#### DATA EXCERPTS
....
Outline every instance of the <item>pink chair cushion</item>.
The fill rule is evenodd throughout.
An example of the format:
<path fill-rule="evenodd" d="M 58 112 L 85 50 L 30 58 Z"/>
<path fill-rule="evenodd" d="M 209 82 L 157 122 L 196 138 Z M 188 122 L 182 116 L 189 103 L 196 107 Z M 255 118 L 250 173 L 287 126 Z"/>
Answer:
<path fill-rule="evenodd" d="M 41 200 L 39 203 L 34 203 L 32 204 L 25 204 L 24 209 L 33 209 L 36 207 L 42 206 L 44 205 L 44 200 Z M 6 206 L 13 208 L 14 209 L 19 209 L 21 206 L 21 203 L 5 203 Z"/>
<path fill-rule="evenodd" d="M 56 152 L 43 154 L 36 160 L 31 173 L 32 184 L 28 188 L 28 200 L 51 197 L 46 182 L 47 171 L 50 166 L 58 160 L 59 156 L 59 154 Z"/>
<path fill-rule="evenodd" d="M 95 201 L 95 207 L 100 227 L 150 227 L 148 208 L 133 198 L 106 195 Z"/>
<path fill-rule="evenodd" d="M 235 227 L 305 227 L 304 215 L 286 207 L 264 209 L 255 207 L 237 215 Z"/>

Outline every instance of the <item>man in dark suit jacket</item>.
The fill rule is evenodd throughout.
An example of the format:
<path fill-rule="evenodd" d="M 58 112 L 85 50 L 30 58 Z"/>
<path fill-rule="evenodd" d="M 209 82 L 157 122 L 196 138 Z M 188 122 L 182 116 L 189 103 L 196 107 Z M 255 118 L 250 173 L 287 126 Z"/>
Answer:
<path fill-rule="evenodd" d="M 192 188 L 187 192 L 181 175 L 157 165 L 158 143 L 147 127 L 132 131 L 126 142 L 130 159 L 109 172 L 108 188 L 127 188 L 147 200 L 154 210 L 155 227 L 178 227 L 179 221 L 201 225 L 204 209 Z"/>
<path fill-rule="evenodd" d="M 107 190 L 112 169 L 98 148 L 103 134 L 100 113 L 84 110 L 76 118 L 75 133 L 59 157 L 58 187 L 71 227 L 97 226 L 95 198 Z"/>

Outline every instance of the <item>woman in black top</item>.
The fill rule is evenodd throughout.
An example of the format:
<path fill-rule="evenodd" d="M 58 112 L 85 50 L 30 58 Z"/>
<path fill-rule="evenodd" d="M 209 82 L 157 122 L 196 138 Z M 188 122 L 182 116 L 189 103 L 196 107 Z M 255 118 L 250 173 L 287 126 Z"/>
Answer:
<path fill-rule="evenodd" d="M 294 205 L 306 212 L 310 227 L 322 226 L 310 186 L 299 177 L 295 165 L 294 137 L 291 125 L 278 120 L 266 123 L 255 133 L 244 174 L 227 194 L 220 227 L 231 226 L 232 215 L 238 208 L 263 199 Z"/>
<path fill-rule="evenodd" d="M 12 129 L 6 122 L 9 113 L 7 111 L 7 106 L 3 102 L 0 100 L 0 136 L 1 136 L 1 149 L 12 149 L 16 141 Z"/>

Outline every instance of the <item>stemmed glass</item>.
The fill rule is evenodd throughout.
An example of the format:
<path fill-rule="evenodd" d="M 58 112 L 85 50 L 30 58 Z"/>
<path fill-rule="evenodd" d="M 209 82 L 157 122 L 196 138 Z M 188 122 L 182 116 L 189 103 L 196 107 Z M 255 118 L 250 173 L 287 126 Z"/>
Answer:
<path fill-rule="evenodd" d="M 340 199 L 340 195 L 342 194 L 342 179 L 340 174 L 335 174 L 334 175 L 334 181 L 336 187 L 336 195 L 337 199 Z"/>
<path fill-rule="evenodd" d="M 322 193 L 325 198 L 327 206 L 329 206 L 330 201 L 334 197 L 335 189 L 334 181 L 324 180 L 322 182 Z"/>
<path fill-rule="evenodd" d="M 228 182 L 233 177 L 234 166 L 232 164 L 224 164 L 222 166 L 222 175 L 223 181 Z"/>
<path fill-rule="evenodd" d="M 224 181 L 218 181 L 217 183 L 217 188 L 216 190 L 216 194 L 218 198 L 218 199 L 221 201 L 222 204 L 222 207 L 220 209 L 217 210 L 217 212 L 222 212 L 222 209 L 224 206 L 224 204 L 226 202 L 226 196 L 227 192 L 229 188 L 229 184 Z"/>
....
#### GIVEN TASK
Rewrite all of the lines above, changing every "Outline every instance" to "Trace each occurrence" and leaving everything else unchanged.

#### OUTPUT FOR THIS TASK
Trace each occurrence of the <item>pink chair cushion</item>.
The fill rule is evenodd throughout.
An example of the format:
<path fill-rule="evenodd" d="M 58 112 L 85 50 L 30 58 Z"/>
<path fill-rule="evenodd" d="M 209 82 L 157 122 L 196 138 Z M 188 122 L 182 116 L 189 103 L 196 107 Z M 255 118 L 250 173 L 287 126 Z"/>
Answer:
<path fill-rule="evenodd" d="M 41 200 L 39 203 L 34 203 L 32 204 L 25 204 L 24 209 L 33 209 L 36 207 L 42 206 L 44 205 L 44 200 Z M 6 206 L 13 208 L 14 209 L 19 209 L 21 206 L 21 203 L 5 203 Z"/>
<path fill-rule="evenodd" d="M 56 152 L 43 154 L 36 160 L 31 173 L 32 184 L 28 188 L 28 200 L 51 197 L 46 182 L 47 171 L 50 166 L 58 160 L 59 156 L 59 154 Z"/>
<path fill-rule="evenodd" d="M 95 201 L 95 207 L 100 227 L 150 227 L 148 208 L 133 198 L 106 195 Z"/>
<path fill-rule="evenodd" d="M 235 227 L 305 227 L 304 215 L 286 207 L 264 209 L 255 207 L 237 215 Z"/>

Trace each occurrence of the <item>man in dark suit jacket</item>.
The fill rule is evenodd throughout.
An example of the format:
<path fill-rule="evenodd" d="M 58 112 L 85 50 L 30 58 Z"/>
<path fill-rule="evenodd" d="M 209 82 L 157 122 L 196 138 Z M 188 122 L 182 116 L 189 103 L 196 107 Z M 255 118 L 250 173 L 287 126 Z"/>
Answer:
<path fill-rule="evenodd" d="M 192 188 L 187 192 L 181 175 L 157 165 L 158 143 L 147 127 L 132 131 L 126 142 L 130 159 L 109 172 L 108 188 L 127 188 L 147 200 L 154 210 L 155 227 L 178 227 L 179 221 L 201 225 L 204 209 Z"/>
<path fill-rule="evenodd" d="M 107 190 L 112 169 L 98 148 L 103 134 L 100 113 L 84 110 L 76 118 L 75 133 L 59 157 L 58 187 L 71 227 L 97 226 L 95 198 Z"/>

Trace each occurrence of the <item>woman in black top</item>.
The fill rule is evenodd throughout.
An example of the format:
<path fill-rule="evenodd" d="M 58 112 L 85 50 L 30 58 Z"/>
<path fill-rule="evenodd" d="M 209 82 L 157 122 L 196 138 Z M 188 122 L 182 116 L 189 103 L 196 107 Z M 255 118 L 250 173 L 287 126 Z"/>
Answer:
<path fill-rule="evenodd" d="M 294 205 L 306 212 L 310 227 L 322 226 L 310 186 L 299 177 L 295 165 L 294 137 L 291 125 L 278 120 L 266 123 L 255 133 L 244 174 L 227 194 L 220 227 L 231 226 L 232 215 L 238 208 L 263 199 Z"/>
<path fill-rule="evenodd" d="M 12 129 L 6 122 L 9 113 L 7 111 L 7 106 L 3 102 L 0 100 L 0 136 L 1 136 L 1 149 L 12 149 L 16 141 Z"/>

Trace each occurrence of the <item>stemmed glass</item>.
The fill rule is evenodd throughout.
An example of the format:
<path fill-rule="evenodd" d="M 58 112 L 85 50 L 30 58 Z"/>
<path fill-rule="evenodd" d="M 209 82 L 157 122 L 196 138 Z M 188 122 L 182 116 L 189 103 L 196 107 Z M 255 118 L 250 173 L 287 126 Z"/>
Answer:
<path fill-rule="evenodd" d="M 340 199 L 340 195 L 342 194 L 342 179 L 340 174 L 335 174 L 334 175 L 334 181 L 336 187 L 336 195 L 337 199 Z"/>
<path fill-rule="evenodd" d="M 322 193 L 325 198 L 327 206 L 329 206 L 330 201 L 334 197 L 335 189 L 334 181 L 324 180 L 322 182 Z"/>
<path fill-rule="evenodd" d="M 228 182 L 233 177 L 234 166 L 232 164 L 224 164 L 222 166 L 222 175 L 223 181 Z"/>
<path fill-rule="evenodd" d="M 224 181 L 218 181 L 217 183 L 217 188 L 216 190 L 216 194 L 218 198 L 218 199 L 221 201 L 222 204 L 222 207 L 220 209 L 217 210 L 217 212 L 222 212 L 222 209 L 224 206 L 224 204 L 226 202 L 226 196 L 227 192 L 229 188 L 229 184 Z"/>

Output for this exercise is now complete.